━━ RECORDS FOR THE EXERCISE

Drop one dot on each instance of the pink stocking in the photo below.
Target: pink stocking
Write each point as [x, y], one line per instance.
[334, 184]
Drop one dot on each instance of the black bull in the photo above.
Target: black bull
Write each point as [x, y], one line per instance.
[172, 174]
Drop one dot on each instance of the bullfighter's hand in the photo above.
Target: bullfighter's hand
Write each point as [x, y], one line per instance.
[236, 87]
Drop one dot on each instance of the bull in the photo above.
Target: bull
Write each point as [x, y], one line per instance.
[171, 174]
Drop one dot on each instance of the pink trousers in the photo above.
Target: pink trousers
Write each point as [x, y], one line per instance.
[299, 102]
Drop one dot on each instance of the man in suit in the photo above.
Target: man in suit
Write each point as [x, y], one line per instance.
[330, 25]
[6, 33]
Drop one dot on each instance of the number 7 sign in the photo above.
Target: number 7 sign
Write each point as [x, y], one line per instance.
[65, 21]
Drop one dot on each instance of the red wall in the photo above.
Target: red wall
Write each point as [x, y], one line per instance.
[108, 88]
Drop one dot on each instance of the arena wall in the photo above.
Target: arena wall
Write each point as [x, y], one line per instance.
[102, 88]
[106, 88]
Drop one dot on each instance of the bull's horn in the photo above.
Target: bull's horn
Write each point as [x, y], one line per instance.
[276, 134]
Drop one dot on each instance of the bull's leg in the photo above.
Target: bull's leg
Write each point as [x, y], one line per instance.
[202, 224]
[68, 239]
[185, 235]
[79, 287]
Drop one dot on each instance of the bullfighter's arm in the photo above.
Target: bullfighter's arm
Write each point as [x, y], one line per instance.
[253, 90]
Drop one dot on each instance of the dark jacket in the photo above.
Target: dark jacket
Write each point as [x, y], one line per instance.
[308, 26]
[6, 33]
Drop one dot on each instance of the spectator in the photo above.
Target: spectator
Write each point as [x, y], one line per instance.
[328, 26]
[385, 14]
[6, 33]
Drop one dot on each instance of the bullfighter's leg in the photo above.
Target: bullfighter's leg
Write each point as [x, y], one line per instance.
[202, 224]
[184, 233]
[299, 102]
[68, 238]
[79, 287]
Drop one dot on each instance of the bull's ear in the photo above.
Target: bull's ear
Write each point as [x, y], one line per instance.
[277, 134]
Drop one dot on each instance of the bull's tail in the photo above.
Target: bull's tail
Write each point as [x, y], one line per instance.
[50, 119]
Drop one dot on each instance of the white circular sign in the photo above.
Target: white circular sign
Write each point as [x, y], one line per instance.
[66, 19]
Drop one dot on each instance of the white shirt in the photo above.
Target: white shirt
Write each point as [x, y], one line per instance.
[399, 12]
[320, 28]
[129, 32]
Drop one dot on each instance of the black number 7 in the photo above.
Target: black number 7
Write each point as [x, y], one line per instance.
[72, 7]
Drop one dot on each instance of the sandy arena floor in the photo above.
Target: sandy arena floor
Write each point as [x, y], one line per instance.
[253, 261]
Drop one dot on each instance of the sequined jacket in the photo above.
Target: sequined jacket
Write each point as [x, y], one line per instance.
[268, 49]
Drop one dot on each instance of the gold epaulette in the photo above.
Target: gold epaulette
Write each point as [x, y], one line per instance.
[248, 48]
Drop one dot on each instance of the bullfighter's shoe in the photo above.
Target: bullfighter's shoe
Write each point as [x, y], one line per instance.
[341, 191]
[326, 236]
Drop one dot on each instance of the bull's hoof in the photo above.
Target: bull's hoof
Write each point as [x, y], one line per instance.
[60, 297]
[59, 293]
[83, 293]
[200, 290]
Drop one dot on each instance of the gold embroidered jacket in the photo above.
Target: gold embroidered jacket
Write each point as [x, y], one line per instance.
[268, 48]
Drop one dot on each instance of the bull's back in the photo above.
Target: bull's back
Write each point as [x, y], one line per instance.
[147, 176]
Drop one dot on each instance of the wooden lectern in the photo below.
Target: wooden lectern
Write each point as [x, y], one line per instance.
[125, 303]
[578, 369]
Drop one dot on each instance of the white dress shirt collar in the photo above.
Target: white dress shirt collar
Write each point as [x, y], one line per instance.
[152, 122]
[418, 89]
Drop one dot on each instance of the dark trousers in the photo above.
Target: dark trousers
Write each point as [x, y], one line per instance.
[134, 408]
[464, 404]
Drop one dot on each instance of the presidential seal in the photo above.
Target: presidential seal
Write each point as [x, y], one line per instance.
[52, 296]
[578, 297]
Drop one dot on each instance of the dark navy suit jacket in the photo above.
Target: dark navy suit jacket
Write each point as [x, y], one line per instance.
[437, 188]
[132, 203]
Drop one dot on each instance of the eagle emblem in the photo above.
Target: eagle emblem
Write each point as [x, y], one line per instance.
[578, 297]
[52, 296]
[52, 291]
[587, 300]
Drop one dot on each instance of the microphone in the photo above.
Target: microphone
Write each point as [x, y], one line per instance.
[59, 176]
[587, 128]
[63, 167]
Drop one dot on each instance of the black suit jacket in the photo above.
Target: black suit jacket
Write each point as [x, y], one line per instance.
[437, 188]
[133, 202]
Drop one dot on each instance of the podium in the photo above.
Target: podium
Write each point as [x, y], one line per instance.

━━━━

Convert every line of the records into a Markdown table with two columns, Number and Line. Number each line in order and skip any blank lines.

| Number | Line |
|---|---|
| 1 | Drop one dot on each instance of the pink stocking in the photo below. |
| 2 | Target: pink stocking |
| 3 | Write each point as [x, y], one line per instance. |
| 4 | [334, 184] |
| 5 | Drop one dot on each instance of the black bull in the photo above. |
| 6 | Target: black bull |
| 7 | Write each point as [x, y], one line per instance. |
| 8 | [172, 174] |
| 9 | Drop one dot on each instance of the bullfighter's hand in the photo above. |
| 10 | Target: bullfighter's hand |
| 11 | Write each point as [x, y], one line per instance. |
| 12 | [236, 87] |
| 13 | Drop one dot on each instance of the bull in the photo above. |
| 14 | Target: bull |
| 15 | Write each point as [x, y], one line per instance. |
| 16 | [171, 174] |
| 17 | Drop one dot on each instance of the pink trousers in the photo above. |
| 18 | Target: pink trousers |
| 19 | Write each point as [x, y], one line per instance. |
| 20 | [299, 102] |
| 21 | Drop one dot on each instance of the man in suit in the photo above. |
| 22 | Target: man in suit |
| 23 | Write each point as [x, y], one line per instance. |
| 24 | [330, 25] |
| 25 | [6, 33] |
| 26 | Drop one dot on each instance of the number 7 sign in the photo above. |
| 27 | Target: number 7 sign |
| 28 | Write each point as [x, y], one line per instance. |
| 29 | [65, 21] |
| 30 | Drop one dot on each instance of the red wall in the photo above. |
| 31 | Target: red wall |
| 32 | Write each point as [x, y], one line per instance. |
| 33 | [108, 88] |
| 34 | Drop one dot on each instance of the arena wall in the photo above. |
| 35 | Target: arena wall |
| 36 | Write each point as [x, y], one line per instance. |
| 37 | [102, 88] |
| 38 | [106, 88] |
| 39 | Drop one dot on each instance of the bull's horn in the photo above. |
| 40 | Target: bull's horn |
| 41 | Write each point as [x, y], one line per instance. |
| 42 | [276, 134] |
| 43 | Drop one dot on each instance of the bull's leg in the photo above. |
| 44 | Target: bull's leg |
| 45 | Write each point as [x, y], one line per instance. |
| 46 | [202, 224] |
| 47 | [68, 239] |
| 48 | [185, 235] |
| 49 | [79, 287] |
| 50 | Drop one dot on each instance of the bullfighter's arm in the photo above. |
| 51 | Target: bullfighter's arm |
| 52 | Write each point as [x, y], one line per instance. |
| 53 | [253, 90] |
| 54 | Drop one dot on each instance of the dark jacket in the photo above. |
| 55 | Target: dark jacket |
| 56 | Write each point as [x, y], one line per instance. |
| 57 | [308, 26] |
| 58 | [6, 33] |
| 59 | Drop one dot on each instance of the spectator in the photo above. |
| 60 | Target: spectator |
| 61 | Write each point as [x, y], one line per instance. |
| 62 | [328, 26] |
| 63 | [385, 14] |
| 64 | [6, 33] |
| 65 | Drop one dot on each instance of the bullfighter's leg in the photo above. |
| 66 | Target: bullfighter's leg |
| 67 | Write each point as [x, y], one line per instance. |
| 68 | [202, 224] |
| 69 | [184, 233] |
| 70 | [299, 102] |
| 71 | [68, 238] |
| 72 | [79, 287] |
| 73 | Drop one dot on each instance of the bull's ear in the photo above. |
| 74 | Target: bull's ear |
| 75 | Write each point as [x, y], one line per instance. |
| 76 | [277, 134] |
| 77 | Drop one dot on each instance of the bull's tail in the photo above. |
| 78 | Target: bull's tail |
| 79 | Write each point as [x, y], one line per instance. |
| 80 | [50, 119] |
| 81 | Drop one dot on each instance of the white circular sign in the photo above. |
| 82 | Target: white circular sign |
| 83 | Write each point as [x, y], one line per instance. |
| 84 | [66, 19] |
| 85 | Drop one dot on each instance of the white shirt in the photo above. |
| 86 | Target: white shirt |
| 87 | Write each point as [x, y], one line per instance. |
| 88 | [399, 12] |
| 89 | [320, 28] |
| 90 | [129, 32] |
| 91 | Drop one dot on each instance of the black number 7 in the photo above. |
| 92 | Target: black number 7 |
| 93 | Write each point as [x, y], one line per instance. |
| 94 | [72, 7] |
| 95 | Drop one dot on each instance of the sandy arena floor in the photo above. |
| 96 | Target: sandy arena floor |
| 97 | Write each point as [x, y], one line per instance. |
| 98 | [253, 261] |
| 99 | Drop one dot on each instance of the sequined jacket in the photo above. |
| 100 | Target: sequined jacket |
| 101 | Write each point as [x, y], one line per instance. |
| 102 | [268, 49] |
| 103 | Drop one dot on each instance of the gold epaulette in the photo above. |
| 104 | Target: gold epaulette |
| 105 | Write each point as [x, y], one line per instance. |
| 106 | [248, 48] |
| 107 | Drop one dot on each instance of the bullfighter's shoe in the photo above. |
| 108 | Target: bullfighter's shoe |
| 109 | Write each point as [x, y], one line per instance. |
| 110 | [341, 191] |
| 111 | [326, 236] |
| 112 | Drop one dot on each instance of the bull's hoof in the photo above. |
| 113 | Target: bull's hoof |
| 114 | Write each point as [x, y], one line per instance. |
| 115 | [60, 297] |
| 116 | [59, 293] |
| 117 | [83, 293] |
| 118 | [200, 290] |
| 119 | Drop one dot on each instance of the gold embroidered jacket in the photo above. |
| 120 | Target: gold embroidered jacket |
| 121 | Write each point as [x, y], one line per instance. |
| 122 | [268, 48] |
| 123 | Drop one dot on each instance of the bull's back in the photo above. |
| 124 | Target: bull's back |
| 125 | Write each point as [x, y], one line per instance. |
| 126 | [147, 176] |
| 127 | Drop one dot on each instance of the wooden lectern in the photo below. |
| 128 | Target: wooden lectern |
| 129 | Write each point as [x, y], one line per instance. |
| 130 | [125, 303] |
| 131 | [578, 369] |
| 132 | Drop one dot on each instance of the white dress shirt collar in the photo above. |
| 133 | Target: white dress shirt collar |
| 134 | Write each point as [x, y], one line per instance. |
| 135 | [152, 122] |
| 136 | [418, 89] |
| 137 | Drop one dot on each instance of the dark trousers in the photo above. |
| 138 | Target: dark trousers |
| 139 | Write each point as [x, y], one line per instance. |
| 140 | [134, 408] |
| 141 | [464, 404] |
| 142 | Drop one dot on each instance of the presidential seal in the photo above. |
| 143 | Target: presidential seal |
| 144 | Write each point as [x, y], one line per instance. |
| 145 | [52, 296] |
| 146 | [578, 297] |
| 147 | Drop one dot on each instance of the dark navy suit jacket in the photo above. |
| 148 | Target: dark navy suit jacket |
| 149 | Write each point as [x, y], one line per instance. |
| 150 | [437, 188] |
| 151 | [132, 203] |
| 152 | Drop one dot on each instance of the eagle emblem in the photo above. |
| 153 | Target: eagle emblem |
| 154 | Write each point as [x, y], one line per instance. |
| 155 | [578, 297] |
| 156 | [52, 296] |
| 157 | [52, 291] |
| 158 | [587, 300] |
| 159 | Drop one dot on each instance of the microphone in the photo above. |
| 160 | Target: microphone |
| 161 | Write each point as [x, y], one line per instance. |
| 162 | [59, 176] |
| 163 | [587, 128] |
| 164 | [63, 167] |
| 165 | Drop one dot on each instance of the black suit jacket in the photo above. |
| 166 | Target: black suit jacket |
| 167 | Write each point as [x, y], one line per instance. |
| 168 | [437, 188] |
| 169 | [133, 202] |
| 170 | Drop one dot on each instance of the podium in the photo above. |
| 171 | Target: podium |
| 172 | Write each point as [x, y], one line per instance. |